**Problem to work on**
Read the data below line by line and copy each one with "query" in it.

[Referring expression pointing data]

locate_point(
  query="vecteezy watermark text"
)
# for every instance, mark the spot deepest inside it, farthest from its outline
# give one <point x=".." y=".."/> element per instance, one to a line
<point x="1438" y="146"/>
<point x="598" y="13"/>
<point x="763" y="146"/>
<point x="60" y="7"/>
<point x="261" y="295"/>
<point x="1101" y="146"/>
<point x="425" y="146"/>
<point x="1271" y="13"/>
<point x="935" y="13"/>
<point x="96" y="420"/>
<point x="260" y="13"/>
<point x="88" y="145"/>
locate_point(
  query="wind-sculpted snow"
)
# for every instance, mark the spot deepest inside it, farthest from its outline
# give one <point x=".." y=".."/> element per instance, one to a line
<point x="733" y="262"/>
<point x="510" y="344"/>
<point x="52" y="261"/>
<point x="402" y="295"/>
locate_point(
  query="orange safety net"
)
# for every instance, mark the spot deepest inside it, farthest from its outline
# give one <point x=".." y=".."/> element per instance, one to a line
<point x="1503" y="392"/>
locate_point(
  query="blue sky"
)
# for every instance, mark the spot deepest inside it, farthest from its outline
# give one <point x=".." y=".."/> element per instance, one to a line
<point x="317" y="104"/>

* * *

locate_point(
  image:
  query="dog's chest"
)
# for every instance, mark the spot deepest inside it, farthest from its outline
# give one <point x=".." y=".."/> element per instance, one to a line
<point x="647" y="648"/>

...

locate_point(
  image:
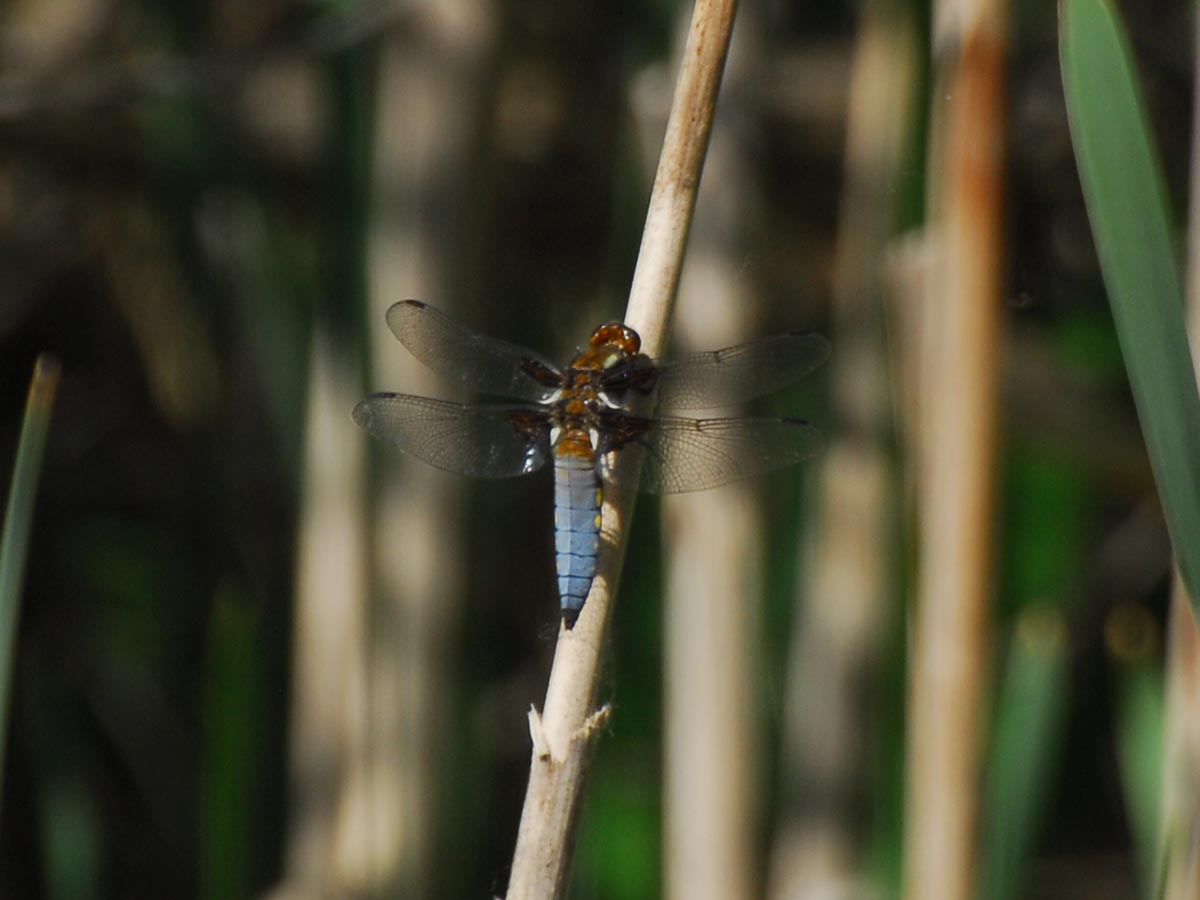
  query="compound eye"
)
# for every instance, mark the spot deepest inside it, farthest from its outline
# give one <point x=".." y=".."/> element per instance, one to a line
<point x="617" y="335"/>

**Answer to the problem**
  query="vecteezy watermark text"
  query="wind-sculpted snow"
  query="orange safety net"
  query="blue sky"
  query="dog's chest"
  query="compound eye"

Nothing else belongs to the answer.